# Nimisila- For the disbelievers



## Salt man (Aug 10, 2017)

Got me another. Caught by Eddies on live shad. 22in


----------



## johnboy111711 (Apr 7, 2004)

Is that a unicorn?


----------



## Karl Wolf (Apr 26, 2020)

This post has been found to be inaccurate or misleading by our independent fact checkers.


----------



## All Eyes (Jul 28, 2004)

More rare than rocking horse $#!+ Nice job!


----------



## joekacz (Sep 11, 2013)

The Ohio Walleye Circuit will probably hold a tournament there based on that catch. It's gonna get crowded!


----------



## Evinrude58 (Apr 13, 2011)

when did you get that?


----------



## c. j. stone (Sep 24, 2006)

Looks lke the Fabled "Nimi Snapper" to me!


----------



## Karl Wolf (Apr 26, 2020)

Best photoshop of a street sign I've ever seen. I'm calling Russian disinformation on this one...


----------



## Salt man (Aug 10, 2017)

Evinrude58 said:


> when did you get that?


Last night 3am


----------



## Evinrude58 (Apr 13, 2011)

Dang I must have left too early again. I was on the bridge till 11:30pm, but left as my lantern died.


----------



## 82441 (Sep 6, 2019)

Salt man said:


> Got me another. Caught by Eddies on live shad. 22in


Good job Salt Man! Catch em all. This weather is awesome. Love the heat. Pushing 80 today


----------



## Dave_E (Apr 6, 2004)

My cousin and I get one every year fishing for bass in spring/early summer.
Always mid-lake and north end, on weed bed edges, on crankbaits or lipless cranks.

My buddy caught a nice one ice fishing the south end last year, even though the season was nonexistent for me. He was watching channel cats on camera and a walleye came into view and grabbed his swedish pimple.


----------



## Evinrude58 (Apr 13, 2011)

In the last 16 years I have probably spent close to 15,000 hours fishing Nimmy and not only have never caught an Eye have not seen one caught they are that rare. I still think I have a better chance of catching Nessie while fishing with Bigfoot than I have of catching the mythical Nimmy Eye.😁😁😁

Congrats on that beauty!


----------



## Specwar (Sep 22, 2014)

Hate to be redundant, but they are certainly in there. I have personally released more than I have harvested there.


----------



## Karl Wolf (Apr 26, 2020)

I've probably put in 50 hours strictly targeting walleye at that lake. Trolling cranks, crawler harnesses, jigs and minnows and vibes through the ice.
Nothing but catfish and bass

I caught 1 yearling walleye on a tip up.

**LISTING**.

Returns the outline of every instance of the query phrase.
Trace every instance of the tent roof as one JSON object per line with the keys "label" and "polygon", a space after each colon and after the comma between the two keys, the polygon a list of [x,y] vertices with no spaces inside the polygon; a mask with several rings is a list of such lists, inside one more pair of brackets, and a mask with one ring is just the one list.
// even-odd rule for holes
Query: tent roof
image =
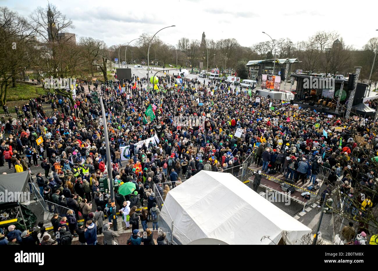
{"label": "tent roof", "polygon": [[[161,212],[192,241],[277,244],[287,232],[288,243],[294,244],[311,232],[230,173],[201,171],[169,192]],[[264,236],[271,240],[261,240]]]}
{"label": "tent roof", "polygon": [[357,110],[357,111],[361,111],[362,112],[365,112],[366,113],[375,112],[375,110],[373,109],[373,108],[371,107],[366,105],[363,103],[361,103],[359,104],[355,105],[354,106],[352,106],[352,108]]}
{"label": "tent roof", "polygon": [[[11,174],[0,174],[0,193],[6,196],[9,193],[23,192],[29,179],[28,171]],[[6,201],[5,202],[0,202],[0,207],[5,208],[12,205],[18,205],[21,199],[21,195],[18,195],[18,198],[15,199],[14,202],[8,202]]]}
{"label": "tent roof", "polygon": [[[253,66],[261,64],[263,63],[273,63],[274,61],[274,59],[264,59],[263,60],[251,60],[248,62],[246,66]],[[279,64],[286,64],[286,63],[297,63],[300,61],[297,58],[282,58],[280,59],[276,59],[276,63]]]}

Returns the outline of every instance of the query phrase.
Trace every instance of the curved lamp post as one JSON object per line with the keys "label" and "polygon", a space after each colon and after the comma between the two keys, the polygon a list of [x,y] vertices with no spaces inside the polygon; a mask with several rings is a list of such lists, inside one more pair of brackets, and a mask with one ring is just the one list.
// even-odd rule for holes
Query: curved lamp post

**GIVEN REQUEST**.
In the Nimisila fishing thread, why did Evinrude58 leave the bridge at 11:30 p.m.?

**ANSWER IN FULL**.
The lantern died.